Reproduce the data from its first line through the line containing "[[32, 418]]", requests included. Offset every coordinate in the answers by -31.

___ Dataset excerpts

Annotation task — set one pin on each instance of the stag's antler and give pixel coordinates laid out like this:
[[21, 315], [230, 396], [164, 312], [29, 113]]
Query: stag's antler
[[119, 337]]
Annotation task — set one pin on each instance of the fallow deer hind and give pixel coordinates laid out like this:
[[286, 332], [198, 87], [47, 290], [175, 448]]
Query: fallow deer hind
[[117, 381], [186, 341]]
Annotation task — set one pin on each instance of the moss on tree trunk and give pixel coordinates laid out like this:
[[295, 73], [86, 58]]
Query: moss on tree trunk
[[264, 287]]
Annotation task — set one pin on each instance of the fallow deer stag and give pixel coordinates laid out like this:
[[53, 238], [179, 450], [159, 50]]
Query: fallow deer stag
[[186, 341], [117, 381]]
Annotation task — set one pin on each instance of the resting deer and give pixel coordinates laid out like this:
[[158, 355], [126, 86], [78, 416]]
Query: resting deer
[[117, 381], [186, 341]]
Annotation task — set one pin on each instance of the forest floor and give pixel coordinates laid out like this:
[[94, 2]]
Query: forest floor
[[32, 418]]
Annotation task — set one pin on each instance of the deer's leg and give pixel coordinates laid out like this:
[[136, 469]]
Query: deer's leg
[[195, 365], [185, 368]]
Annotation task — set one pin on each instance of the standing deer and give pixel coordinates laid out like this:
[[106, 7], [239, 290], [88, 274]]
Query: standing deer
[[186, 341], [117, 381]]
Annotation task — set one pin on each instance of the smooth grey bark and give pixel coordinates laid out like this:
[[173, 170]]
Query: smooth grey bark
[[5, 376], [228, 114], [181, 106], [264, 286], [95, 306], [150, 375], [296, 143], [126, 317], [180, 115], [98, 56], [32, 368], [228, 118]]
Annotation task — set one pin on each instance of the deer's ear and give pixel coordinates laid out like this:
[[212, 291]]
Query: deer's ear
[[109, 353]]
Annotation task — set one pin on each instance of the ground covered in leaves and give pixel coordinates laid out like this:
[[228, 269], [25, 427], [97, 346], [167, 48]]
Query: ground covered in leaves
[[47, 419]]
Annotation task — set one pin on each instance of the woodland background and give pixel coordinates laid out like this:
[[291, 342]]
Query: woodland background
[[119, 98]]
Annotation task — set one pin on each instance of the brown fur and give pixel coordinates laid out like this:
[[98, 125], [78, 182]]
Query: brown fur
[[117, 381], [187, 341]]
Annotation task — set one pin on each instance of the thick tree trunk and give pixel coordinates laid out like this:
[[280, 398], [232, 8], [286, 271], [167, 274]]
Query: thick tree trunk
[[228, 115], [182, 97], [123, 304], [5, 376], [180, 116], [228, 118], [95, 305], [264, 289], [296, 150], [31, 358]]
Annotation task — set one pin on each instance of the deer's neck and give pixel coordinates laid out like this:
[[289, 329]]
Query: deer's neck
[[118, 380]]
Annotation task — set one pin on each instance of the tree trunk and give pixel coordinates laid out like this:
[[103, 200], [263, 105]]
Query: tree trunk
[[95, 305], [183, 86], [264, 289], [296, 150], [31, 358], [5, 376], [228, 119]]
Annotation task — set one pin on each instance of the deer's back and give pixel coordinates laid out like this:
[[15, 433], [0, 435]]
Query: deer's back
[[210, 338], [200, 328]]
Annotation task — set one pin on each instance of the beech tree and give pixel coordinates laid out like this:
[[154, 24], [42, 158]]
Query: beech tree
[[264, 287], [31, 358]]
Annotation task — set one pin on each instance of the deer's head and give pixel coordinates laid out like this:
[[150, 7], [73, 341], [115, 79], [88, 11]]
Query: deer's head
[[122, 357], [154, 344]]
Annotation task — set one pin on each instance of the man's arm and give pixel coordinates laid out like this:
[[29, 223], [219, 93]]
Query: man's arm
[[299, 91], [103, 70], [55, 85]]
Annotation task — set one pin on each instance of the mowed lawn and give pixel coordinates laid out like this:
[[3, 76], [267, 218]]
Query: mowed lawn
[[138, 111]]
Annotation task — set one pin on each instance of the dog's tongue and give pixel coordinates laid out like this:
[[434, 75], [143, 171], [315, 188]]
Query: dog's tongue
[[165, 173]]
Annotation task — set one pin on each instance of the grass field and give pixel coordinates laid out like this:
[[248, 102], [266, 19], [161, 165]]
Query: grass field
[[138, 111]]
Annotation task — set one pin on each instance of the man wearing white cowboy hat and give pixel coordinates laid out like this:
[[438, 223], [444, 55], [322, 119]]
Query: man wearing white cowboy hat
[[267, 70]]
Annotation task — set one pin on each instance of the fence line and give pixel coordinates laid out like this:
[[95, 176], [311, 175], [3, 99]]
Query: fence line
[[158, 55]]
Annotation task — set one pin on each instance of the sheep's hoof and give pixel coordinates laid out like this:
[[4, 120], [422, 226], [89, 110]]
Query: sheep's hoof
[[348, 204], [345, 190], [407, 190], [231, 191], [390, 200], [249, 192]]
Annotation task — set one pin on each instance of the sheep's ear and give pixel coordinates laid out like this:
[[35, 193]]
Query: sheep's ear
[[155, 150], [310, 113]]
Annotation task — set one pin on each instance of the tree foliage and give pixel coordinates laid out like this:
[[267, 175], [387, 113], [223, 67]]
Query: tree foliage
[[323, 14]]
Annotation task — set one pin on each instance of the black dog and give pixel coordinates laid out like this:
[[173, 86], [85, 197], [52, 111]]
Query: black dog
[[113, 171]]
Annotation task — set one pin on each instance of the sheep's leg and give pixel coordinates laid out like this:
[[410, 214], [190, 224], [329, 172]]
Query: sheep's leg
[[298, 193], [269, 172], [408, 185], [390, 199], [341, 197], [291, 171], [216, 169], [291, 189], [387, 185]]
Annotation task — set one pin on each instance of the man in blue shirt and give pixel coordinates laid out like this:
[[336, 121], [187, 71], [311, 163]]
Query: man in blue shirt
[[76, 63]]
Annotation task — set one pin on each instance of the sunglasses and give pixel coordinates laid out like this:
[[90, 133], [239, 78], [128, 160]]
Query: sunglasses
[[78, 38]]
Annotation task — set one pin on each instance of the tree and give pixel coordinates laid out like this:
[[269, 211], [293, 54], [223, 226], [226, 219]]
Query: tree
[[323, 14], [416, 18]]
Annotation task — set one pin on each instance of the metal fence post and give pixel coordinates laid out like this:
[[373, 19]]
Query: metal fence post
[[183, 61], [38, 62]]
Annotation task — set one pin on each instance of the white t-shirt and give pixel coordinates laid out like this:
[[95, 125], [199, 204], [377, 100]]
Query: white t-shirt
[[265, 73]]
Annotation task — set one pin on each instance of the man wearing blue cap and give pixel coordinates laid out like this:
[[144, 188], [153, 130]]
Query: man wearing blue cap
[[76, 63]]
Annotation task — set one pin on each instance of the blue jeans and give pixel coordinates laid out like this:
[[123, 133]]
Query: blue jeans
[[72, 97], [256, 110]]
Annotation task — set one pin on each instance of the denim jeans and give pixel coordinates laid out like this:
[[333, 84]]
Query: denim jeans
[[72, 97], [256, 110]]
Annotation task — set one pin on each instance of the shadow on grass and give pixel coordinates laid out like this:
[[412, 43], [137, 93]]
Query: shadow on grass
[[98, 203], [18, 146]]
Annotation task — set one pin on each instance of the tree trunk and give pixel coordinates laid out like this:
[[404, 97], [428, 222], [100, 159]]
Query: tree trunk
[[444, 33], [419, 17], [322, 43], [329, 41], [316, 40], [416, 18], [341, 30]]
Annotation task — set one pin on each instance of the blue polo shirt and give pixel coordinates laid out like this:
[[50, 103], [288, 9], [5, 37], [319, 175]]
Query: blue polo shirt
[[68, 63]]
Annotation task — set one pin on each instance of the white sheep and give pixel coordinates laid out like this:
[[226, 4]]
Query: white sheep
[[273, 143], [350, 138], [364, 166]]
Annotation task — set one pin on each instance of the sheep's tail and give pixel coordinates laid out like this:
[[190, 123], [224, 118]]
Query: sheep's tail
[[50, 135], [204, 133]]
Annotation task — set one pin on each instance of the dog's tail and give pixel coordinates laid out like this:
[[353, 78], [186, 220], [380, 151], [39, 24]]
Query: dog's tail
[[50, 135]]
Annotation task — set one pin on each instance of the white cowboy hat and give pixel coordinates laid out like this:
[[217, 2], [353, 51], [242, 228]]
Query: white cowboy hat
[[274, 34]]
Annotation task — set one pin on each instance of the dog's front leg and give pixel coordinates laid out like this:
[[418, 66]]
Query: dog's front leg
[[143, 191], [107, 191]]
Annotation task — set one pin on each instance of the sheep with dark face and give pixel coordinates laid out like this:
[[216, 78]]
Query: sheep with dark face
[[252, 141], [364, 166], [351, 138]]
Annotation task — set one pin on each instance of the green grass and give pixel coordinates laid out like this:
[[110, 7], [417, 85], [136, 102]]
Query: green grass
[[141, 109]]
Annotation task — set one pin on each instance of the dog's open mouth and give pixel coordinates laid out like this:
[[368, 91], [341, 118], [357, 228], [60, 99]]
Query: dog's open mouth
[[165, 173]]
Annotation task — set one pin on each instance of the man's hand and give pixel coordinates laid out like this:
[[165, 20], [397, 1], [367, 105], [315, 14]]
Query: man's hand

______

■ Final result ■
Annotation task — set one pin on each instance of the stag's antler and give pixel coordinates laid out like this:
[[21, 315], [230, 396], [164, 312], [29, 113]]
Query: stag's antler
[[88, 306]]
Annotation task — set one pin on each instance of the fallow deer hind and give pixel coordinates laid out like this:
[[286, 332], [198, 87], [47, 290], [175, 448]]
Query: fallow deer hind
[[86, 350], [155, 310]]
Annotation task — set one pin on each instance of the moss on tree trunk and give pixel coordinates laid out like this:
[[295, 73], [86, 58]]
Query: moss on tree trunk
[[233, 256]]
Annotation task — set one pin on each instance of the fallow deer stag and give pixel coordinates laid out like this:
[[53, 238], [179, 450], [159, 50]]
Query: fallow deer stag
[[155, 310], [86, 350]]
Annotation task — set one pin on each instance of the resting deer and give pixel coordinates laid out like this:
[[158, 355], [126, 86], [78, 416]]
Query: resting deer
[[86, 350], [155, 310]]
Annotation task — set one pin on each instance of the forest floor and give pixel coordinates laid out like this:
[[94, 2]]
Query: forest floor
[[1, 387]]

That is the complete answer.